_Given exercise_. Rewrite the lines from the start of the items through the line containing "xmin=268 ymin=180 xmax=848 ymax=829", both ends included, as a numbered list, skipping blank lines and leaving out the pictures.

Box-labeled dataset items

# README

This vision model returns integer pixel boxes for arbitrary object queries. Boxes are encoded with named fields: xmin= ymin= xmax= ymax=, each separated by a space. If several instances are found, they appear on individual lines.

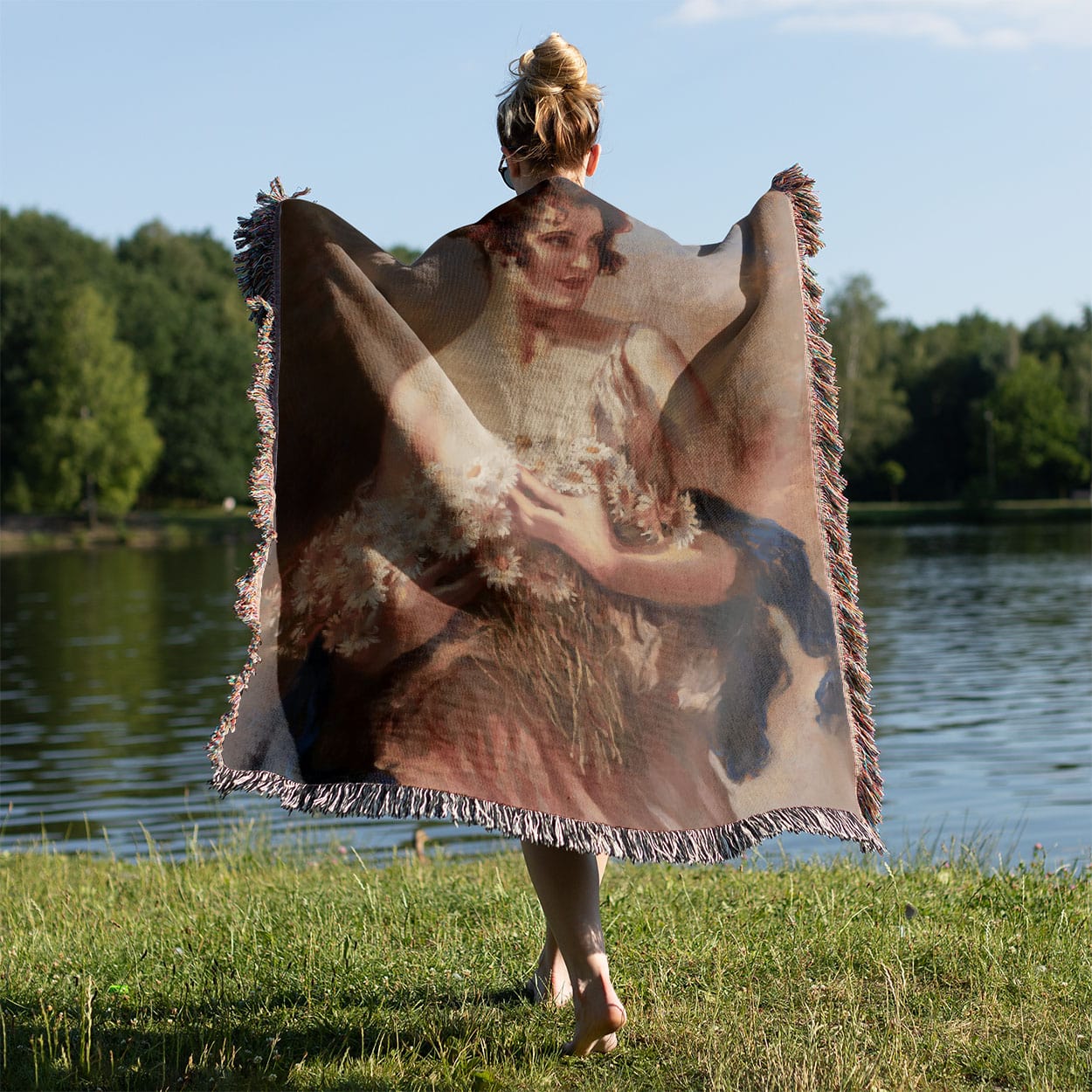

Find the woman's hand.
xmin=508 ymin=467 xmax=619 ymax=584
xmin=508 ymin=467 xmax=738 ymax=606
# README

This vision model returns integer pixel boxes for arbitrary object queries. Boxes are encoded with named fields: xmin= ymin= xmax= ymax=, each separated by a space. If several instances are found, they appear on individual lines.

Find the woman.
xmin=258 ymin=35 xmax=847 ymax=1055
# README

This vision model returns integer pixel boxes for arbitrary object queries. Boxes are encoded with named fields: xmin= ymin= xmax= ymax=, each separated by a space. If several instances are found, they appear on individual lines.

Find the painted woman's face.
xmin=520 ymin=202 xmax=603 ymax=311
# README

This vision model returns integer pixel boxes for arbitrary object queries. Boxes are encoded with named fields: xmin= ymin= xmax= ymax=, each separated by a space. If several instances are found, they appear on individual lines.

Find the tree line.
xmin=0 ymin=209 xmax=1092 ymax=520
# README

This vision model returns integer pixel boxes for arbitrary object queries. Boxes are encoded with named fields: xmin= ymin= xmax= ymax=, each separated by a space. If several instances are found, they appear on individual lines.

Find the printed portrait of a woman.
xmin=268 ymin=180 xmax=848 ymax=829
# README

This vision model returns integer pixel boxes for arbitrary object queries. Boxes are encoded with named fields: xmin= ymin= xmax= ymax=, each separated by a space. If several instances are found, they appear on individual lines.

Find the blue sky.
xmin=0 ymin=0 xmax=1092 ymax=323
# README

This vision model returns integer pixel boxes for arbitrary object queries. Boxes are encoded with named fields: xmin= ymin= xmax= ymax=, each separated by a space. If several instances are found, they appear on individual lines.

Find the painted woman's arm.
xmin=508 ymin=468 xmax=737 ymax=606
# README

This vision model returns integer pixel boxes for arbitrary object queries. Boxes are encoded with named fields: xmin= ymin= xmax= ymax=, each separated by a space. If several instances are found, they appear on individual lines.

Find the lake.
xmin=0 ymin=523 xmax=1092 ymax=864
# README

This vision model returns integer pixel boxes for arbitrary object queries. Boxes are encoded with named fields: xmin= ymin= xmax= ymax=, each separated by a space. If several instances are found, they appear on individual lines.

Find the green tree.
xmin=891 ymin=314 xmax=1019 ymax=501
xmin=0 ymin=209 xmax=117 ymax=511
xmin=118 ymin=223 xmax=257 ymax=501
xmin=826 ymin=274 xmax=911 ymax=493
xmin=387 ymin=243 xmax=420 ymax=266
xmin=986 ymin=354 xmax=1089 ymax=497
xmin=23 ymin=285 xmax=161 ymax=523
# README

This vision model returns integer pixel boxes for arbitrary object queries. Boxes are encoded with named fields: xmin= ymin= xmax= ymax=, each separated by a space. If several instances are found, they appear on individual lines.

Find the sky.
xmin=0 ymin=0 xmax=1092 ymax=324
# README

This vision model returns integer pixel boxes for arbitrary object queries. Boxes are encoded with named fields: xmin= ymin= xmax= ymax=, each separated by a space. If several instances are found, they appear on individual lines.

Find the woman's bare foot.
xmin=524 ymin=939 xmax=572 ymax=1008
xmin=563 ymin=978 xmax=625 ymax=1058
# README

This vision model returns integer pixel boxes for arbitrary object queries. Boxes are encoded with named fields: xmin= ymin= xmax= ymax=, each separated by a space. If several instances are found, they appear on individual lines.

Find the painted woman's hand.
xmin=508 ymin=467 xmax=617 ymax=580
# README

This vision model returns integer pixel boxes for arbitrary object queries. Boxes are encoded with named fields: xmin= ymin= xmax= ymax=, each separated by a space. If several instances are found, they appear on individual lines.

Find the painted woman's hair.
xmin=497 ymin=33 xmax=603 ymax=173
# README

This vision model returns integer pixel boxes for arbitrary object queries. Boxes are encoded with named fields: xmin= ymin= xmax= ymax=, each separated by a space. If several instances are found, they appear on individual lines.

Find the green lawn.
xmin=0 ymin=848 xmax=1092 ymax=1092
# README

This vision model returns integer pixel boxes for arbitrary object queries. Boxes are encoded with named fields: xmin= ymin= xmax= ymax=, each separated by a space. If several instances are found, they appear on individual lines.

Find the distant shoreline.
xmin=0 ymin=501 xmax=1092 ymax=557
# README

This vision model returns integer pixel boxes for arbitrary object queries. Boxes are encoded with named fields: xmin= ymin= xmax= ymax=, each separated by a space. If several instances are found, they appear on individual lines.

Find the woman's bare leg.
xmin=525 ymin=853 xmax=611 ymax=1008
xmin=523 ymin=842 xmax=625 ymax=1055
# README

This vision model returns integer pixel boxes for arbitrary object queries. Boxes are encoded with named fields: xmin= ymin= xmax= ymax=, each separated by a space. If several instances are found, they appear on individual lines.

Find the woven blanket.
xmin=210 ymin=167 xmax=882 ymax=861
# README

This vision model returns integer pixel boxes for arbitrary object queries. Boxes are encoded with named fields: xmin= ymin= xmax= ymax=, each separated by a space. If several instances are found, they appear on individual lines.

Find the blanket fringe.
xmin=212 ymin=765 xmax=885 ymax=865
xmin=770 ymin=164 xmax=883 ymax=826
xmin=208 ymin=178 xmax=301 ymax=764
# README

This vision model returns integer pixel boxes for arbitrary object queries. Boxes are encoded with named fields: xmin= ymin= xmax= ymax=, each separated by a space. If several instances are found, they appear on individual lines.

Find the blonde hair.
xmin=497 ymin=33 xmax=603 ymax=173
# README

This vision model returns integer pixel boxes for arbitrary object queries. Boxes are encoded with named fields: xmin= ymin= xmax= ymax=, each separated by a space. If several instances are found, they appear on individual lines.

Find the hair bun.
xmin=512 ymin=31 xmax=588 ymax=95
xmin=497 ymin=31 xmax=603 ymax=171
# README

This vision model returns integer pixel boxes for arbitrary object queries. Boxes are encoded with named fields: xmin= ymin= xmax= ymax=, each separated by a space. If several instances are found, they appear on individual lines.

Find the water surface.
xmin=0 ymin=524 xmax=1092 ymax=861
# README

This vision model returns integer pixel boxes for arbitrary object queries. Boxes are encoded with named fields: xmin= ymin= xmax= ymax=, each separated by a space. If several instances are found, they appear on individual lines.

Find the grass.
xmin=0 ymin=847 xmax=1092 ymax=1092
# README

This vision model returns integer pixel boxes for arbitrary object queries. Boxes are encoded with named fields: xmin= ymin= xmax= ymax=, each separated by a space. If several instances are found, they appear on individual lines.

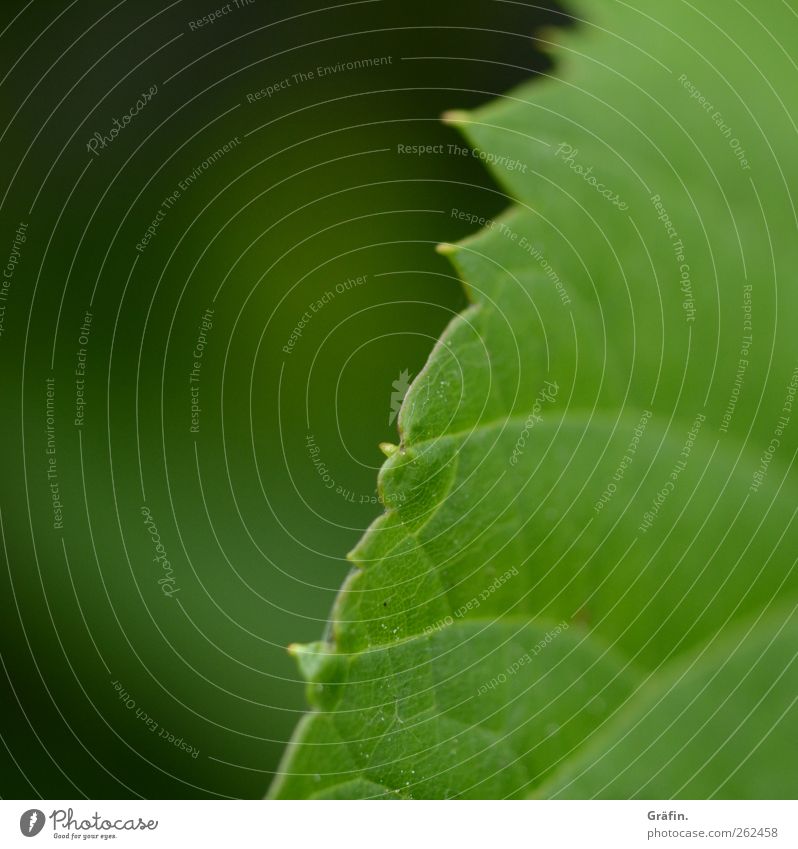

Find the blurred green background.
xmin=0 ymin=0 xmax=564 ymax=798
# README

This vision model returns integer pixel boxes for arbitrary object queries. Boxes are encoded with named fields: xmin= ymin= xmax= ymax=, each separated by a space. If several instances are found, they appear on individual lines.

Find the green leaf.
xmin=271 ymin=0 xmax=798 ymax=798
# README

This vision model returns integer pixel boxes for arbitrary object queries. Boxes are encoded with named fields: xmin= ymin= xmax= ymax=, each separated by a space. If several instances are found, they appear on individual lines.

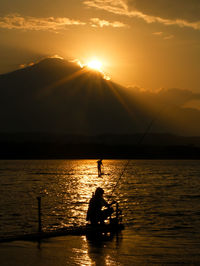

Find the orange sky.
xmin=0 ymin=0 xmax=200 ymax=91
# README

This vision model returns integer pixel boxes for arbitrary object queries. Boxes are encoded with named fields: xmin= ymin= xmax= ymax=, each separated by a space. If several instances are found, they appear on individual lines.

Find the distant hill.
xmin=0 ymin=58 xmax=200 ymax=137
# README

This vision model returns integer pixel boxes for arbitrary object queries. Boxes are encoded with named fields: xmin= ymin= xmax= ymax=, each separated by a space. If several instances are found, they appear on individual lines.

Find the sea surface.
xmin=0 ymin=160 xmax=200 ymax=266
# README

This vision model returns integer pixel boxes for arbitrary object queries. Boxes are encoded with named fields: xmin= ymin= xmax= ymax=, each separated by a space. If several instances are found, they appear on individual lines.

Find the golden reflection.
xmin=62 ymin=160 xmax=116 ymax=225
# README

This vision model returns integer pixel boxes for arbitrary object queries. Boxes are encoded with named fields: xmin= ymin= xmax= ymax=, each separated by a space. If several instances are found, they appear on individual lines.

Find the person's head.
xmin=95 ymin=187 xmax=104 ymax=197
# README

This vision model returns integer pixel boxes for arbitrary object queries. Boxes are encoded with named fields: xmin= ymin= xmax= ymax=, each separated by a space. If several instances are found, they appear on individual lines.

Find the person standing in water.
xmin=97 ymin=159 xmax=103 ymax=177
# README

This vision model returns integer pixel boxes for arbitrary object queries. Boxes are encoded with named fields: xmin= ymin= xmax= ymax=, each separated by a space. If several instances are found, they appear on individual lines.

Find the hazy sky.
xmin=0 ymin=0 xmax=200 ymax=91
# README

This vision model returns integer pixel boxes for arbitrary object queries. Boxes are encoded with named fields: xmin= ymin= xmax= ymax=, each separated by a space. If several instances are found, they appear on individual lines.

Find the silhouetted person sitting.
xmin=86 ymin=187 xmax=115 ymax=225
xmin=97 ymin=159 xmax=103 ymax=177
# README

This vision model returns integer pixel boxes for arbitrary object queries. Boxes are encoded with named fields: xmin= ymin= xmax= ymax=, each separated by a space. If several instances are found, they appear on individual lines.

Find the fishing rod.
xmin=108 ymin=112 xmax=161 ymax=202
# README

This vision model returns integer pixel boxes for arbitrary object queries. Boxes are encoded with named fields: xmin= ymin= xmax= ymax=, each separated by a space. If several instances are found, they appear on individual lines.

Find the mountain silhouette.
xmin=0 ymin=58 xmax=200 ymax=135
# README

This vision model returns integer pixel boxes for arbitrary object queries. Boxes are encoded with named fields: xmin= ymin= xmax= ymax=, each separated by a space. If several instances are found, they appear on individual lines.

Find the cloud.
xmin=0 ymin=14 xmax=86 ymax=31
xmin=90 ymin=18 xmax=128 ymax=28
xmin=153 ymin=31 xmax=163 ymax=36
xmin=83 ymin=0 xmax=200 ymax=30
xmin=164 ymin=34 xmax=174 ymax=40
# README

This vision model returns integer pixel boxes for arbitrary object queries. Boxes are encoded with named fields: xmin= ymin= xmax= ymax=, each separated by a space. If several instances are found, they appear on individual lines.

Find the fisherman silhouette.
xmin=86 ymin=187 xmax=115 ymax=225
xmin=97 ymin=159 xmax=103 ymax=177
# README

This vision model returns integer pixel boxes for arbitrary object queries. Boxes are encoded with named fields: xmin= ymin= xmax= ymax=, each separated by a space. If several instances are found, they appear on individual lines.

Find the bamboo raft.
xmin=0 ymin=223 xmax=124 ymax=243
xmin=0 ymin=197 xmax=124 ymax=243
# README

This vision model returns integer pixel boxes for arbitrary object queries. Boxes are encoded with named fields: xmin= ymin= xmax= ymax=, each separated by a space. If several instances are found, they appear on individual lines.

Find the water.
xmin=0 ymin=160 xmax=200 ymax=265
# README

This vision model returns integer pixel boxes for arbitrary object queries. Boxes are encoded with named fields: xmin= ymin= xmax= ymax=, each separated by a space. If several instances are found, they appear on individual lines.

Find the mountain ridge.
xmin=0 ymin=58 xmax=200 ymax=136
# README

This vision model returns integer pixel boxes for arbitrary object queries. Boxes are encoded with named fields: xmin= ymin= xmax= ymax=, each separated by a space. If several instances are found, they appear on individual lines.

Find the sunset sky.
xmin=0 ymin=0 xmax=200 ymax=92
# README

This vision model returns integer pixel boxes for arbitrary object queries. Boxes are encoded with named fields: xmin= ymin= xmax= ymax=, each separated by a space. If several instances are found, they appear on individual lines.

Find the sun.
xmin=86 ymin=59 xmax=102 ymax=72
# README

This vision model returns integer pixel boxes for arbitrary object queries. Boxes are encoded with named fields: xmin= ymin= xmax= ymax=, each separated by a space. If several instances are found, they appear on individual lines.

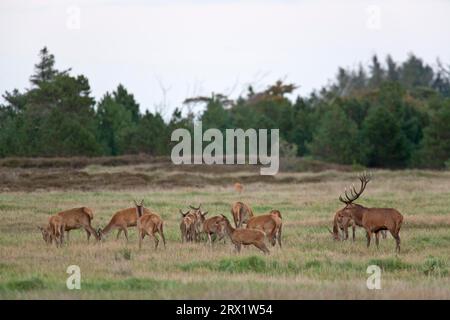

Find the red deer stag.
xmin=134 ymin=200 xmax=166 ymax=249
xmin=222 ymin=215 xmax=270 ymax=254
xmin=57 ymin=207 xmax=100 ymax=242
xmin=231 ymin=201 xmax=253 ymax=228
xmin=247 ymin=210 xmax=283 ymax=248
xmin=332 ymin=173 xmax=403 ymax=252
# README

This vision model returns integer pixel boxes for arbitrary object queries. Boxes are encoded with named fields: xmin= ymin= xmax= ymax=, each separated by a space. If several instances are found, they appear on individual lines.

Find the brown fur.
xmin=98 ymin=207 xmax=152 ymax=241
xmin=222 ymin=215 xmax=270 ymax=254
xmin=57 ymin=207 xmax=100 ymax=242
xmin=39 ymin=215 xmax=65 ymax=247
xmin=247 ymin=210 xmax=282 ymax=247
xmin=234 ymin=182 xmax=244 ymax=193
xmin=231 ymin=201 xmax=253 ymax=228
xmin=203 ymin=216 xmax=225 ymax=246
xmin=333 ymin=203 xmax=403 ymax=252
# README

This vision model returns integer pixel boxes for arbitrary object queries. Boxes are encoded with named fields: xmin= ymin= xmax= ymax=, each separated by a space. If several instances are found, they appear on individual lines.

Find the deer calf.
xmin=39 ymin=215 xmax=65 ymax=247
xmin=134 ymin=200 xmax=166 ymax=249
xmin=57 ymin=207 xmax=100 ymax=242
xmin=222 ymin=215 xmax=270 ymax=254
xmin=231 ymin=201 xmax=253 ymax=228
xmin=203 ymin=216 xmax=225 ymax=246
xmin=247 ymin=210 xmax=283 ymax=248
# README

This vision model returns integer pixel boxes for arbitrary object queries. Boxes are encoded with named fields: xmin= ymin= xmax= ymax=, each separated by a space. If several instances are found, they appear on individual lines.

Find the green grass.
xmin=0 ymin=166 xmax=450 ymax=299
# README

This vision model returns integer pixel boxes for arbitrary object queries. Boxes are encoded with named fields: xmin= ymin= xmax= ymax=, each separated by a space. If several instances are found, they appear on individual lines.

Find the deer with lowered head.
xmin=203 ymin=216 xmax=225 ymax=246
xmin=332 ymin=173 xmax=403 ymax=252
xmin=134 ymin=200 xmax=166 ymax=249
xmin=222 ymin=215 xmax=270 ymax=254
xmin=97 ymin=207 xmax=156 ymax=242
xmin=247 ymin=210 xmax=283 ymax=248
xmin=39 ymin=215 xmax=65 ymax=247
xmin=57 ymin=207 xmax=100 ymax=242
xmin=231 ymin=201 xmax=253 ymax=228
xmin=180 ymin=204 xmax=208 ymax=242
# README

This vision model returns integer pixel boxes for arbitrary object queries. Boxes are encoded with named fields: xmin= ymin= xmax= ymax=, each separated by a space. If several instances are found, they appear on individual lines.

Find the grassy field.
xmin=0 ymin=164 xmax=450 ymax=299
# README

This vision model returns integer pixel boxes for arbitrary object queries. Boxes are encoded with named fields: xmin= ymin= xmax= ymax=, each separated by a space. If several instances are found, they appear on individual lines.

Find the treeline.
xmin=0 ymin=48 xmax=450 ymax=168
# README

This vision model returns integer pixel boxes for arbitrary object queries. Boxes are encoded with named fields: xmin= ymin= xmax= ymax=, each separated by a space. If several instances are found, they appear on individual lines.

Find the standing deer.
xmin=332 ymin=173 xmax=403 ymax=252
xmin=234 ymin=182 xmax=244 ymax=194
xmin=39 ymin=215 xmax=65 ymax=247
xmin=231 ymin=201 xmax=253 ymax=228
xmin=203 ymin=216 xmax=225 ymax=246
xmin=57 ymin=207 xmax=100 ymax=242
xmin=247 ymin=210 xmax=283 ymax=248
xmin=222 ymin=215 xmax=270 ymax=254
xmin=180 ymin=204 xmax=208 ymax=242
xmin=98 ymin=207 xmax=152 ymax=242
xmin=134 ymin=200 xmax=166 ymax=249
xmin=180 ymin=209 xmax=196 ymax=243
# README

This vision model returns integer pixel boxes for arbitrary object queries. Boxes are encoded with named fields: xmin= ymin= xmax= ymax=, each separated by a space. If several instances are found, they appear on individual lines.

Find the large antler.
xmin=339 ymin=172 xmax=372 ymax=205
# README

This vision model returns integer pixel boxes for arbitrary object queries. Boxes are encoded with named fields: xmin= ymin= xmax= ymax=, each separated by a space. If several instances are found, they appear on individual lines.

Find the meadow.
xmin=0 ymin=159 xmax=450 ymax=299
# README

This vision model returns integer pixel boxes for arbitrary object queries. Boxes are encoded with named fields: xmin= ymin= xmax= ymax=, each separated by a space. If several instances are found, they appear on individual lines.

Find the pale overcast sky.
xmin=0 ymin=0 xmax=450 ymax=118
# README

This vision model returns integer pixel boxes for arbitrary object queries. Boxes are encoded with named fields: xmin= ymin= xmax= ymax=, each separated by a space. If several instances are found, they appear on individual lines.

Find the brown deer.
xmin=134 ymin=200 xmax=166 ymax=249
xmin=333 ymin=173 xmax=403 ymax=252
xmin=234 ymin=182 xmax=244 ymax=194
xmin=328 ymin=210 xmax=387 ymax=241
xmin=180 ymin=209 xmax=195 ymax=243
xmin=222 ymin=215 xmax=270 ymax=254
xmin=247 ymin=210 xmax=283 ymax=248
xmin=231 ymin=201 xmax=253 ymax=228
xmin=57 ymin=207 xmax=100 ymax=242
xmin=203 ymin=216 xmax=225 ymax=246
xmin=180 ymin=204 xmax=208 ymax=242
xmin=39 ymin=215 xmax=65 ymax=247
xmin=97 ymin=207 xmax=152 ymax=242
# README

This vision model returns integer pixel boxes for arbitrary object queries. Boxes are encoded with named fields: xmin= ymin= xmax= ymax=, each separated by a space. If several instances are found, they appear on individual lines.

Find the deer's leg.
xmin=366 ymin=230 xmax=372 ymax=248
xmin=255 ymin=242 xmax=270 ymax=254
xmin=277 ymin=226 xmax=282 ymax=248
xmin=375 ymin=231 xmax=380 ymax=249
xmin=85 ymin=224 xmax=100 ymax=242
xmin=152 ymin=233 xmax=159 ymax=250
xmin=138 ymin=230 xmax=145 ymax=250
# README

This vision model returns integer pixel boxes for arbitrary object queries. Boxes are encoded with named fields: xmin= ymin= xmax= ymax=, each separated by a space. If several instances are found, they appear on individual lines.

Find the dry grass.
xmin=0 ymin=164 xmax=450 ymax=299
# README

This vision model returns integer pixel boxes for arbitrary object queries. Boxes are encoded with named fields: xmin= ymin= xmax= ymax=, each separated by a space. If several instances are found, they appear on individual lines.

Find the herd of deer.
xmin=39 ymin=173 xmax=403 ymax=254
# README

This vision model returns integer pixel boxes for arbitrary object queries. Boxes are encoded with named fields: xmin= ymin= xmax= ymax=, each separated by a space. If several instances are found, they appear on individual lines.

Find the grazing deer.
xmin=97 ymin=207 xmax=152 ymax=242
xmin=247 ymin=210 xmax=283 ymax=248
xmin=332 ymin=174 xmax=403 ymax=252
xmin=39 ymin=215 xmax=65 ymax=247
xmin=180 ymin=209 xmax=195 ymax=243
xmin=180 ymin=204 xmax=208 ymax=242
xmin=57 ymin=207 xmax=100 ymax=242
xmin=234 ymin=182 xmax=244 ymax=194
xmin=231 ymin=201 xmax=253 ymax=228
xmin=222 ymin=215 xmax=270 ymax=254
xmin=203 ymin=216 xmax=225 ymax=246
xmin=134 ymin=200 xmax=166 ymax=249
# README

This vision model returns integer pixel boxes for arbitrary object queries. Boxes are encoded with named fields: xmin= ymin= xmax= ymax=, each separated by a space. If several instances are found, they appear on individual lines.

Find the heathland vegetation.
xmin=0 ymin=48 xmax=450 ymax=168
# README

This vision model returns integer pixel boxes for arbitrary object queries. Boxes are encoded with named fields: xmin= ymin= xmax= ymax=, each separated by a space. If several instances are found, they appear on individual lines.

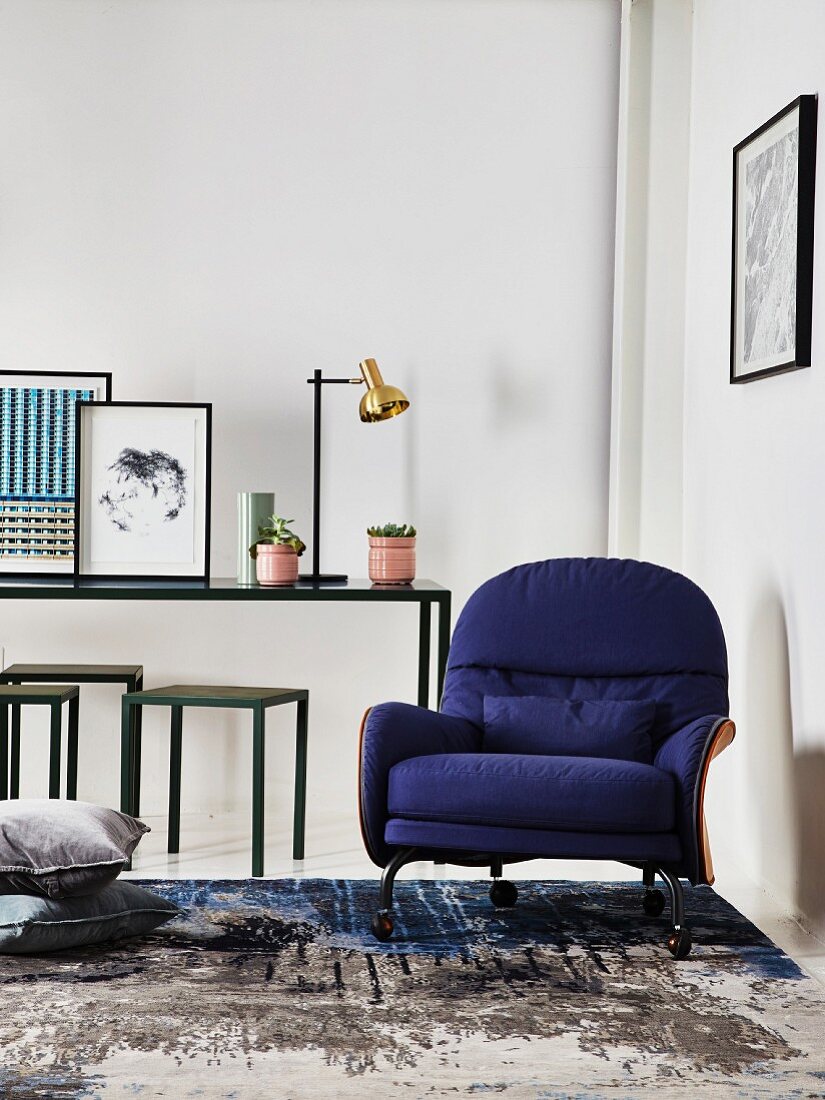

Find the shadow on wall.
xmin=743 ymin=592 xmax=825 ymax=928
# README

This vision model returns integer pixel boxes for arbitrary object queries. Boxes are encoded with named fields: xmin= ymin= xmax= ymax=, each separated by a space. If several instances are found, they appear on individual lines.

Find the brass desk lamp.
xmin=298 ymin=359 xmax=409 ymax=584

_Task answer_.
1. # README
2. This vision model returns integer pixel boxes for arbitrary object queries. Boxes are encoded with named fields: xmin= ymin= xmax= ymax=, each separated by a space. If several instances are found, they appear on individual lines.
3. Find the woman's hand.
4. xmin=508 ymin=467 xmax=619 ymax=584
5. xmin=508 ymin=467 xmax=738 ymax=606
6. # README
7. This vision model returns integer pixel boxes for arbitrary object queries. Boxes are encoded with named fields: xmin= ymin= xmax= ymax=, each separated by a space. If several instances are found, they appear on individual lines.
8. Find the woman.
9. xmin=258 ymin=35 xmax=847 ymax=1055
10. # README
11. This vision model returns integer pixel boxes for arbitrary object queries. Boxes are encoded with named fields: xmin= ymin= xmax= ymax=, each separated by a space. If several instances are found, they appear on individual lines.
12. Find the painted woman's face.
13. xmin=520 ymin=202 xmax=603 ymax=311
14. # README
15. This vision model returns integer pixel boxes for arbitrary object queries. Boxes are encoded with named fields: xmin= ymin= xmax= ymax=, each separated by a space. If several instances are found, they appear on individual lines.
16. Find the tree line.
17. xmin=0 ymin=209 xmax=1092 ymax=520
18. # README
19. This vision model returns integer pixel boxes for arbitrary object queries. Boxes are encoded with named fields: xmin= ymin= xmax= ymax=, each separated by a space. If several instances are found, they appear on individual lines.
20. Find the printed portrait of a woman.
21. xmin=268 ymin=180 xmax=848 ymax=829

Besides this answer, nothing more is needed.